### Work item
Each record below should be printed exactly as it was written.

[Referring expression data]
# # # # #
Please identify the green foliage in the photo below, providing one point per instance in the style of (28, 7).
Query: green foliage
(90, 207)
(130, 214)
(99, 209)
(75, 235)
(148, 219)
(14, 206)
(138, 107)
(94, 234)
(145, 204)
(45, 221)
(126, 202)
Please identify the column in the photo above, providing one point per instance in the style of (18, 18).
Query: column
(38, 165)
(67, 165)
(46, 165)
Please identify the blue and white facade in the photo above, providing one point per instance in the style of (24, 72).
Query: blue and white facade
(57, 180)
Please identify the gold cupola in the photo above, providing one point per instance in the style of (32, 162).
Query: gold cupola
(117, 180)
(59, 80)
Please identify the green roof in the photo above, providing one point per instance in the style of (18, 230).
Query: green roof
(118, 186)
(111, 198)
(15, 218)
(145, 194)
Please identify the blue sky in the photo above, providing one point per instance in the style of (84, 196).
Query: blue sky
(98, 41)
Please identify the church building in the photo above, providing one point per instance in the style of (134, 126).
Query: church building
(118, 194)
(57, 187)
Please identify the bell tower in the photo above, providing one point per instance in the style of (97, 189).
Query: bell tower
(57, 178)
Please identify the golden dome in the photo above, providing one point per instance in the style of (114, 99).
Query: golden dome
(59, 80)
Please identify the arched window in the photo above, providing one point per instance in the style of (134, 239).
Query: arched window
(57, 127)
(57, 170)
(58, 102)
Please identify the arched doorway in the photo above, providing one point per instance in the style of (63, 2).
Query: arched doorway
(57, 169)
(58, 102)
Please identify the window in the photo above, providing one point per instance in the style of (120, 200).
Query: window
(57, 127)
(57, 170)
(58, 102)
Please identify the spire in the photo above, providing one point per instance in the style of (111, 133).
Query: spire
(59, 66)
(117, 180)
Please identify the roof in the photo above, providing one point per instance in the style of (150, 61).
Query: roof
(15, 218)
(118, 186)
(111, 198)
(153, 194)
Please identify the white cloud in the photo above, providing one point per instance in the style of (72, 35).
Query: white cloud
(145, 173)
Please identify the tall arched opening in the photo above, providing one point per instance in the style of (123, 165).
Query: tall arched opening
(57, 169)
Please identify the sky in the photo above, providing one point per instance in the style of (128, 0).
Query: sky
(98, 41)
# # # # #
### Task answer
Please identify the green foliage in the photo below, providing one point per instance in the style of (28, 7).
Query: green foliage
(90, 207)
(130, 214)
(99, 209)
(75, 235)
(148, 219)
(14, 206)
(138, 107)
(94, 234)
(145, 204)
(45, 221)
(126, 202)
Please identify the column in the photo above, providing one point per instance in the style of (18, 18).
Query: column
(38, 165)
(67, 165)
(46, 165)
Please identify the blue and white facade in the photo above, providing one point per instance in the style of (24, 72).
Query: blue and white facade
(57, 180)
Please identify the gold cupola in the photo above, providing one point per instance in the style of (32, 162).
Query: gold cupola
(117, 180)
(59, 80)
Please identify the green roof in the photo above, providing one point per instance in the style of (18, 230).
Query: green roof
(118, 186)
(111, 198)
(15, 218)
(145, 194)
Please identify the blue sky in the photo above, providing one point per instance in the style of (84, 196).
Query: blue sky
(98, 41)
Please identify the church building in the photo above, providing one point per instance in the style of (134, 126).
Query: church building
(118, 194)
(57, 187)
Please identify the bell tower in the photo above, providing one point per instance in the style of (97, 189).
Query: bell tower
(57, 178)
Please identify the golden dome in the photo above, providing one point per instance in the style of (114, 99).
Query: golden dome
(59, 80)
Please identify the arched window in the photo above, providing one point per instance in the style of (134, 239).
Query: arched window
(57, 127)
(57, 170)
(58, 102)
Please identify the arched doorway in the photo above, providing one point per instance in the style of (63, 2).
Query: arched doorway
(57, 169)
(58, 102)
Please identify the window in the photo above, providing one point per instance in the style of (120, 200).
Query: window
(57, 127)
(57, 170)
(58, 102)
Please identify the spire in the photo above, providing one point per instance in the style of (111, 133).
Query: spire
(59, 66)
(117, 180)
Please identify the roof in the photo above, providing one point per instance in the style of (150, 61).
Query: roof
(15, 218)
(118, 186)
(111, 198)
(153, 194)
Please identify the white cloud in the photo above, providing one point per instance in the style of (72, 35).
Query: white cloud
(145, 173)
Please identify the tall arched opening in the photo above, providing one point per instance in the style of (123, 165).
Query: tall arched opening
(57, 169)
Please identify the sky in the photo above, providing one point per instance in the style of (128, 0).
Query: sky
(98, 41)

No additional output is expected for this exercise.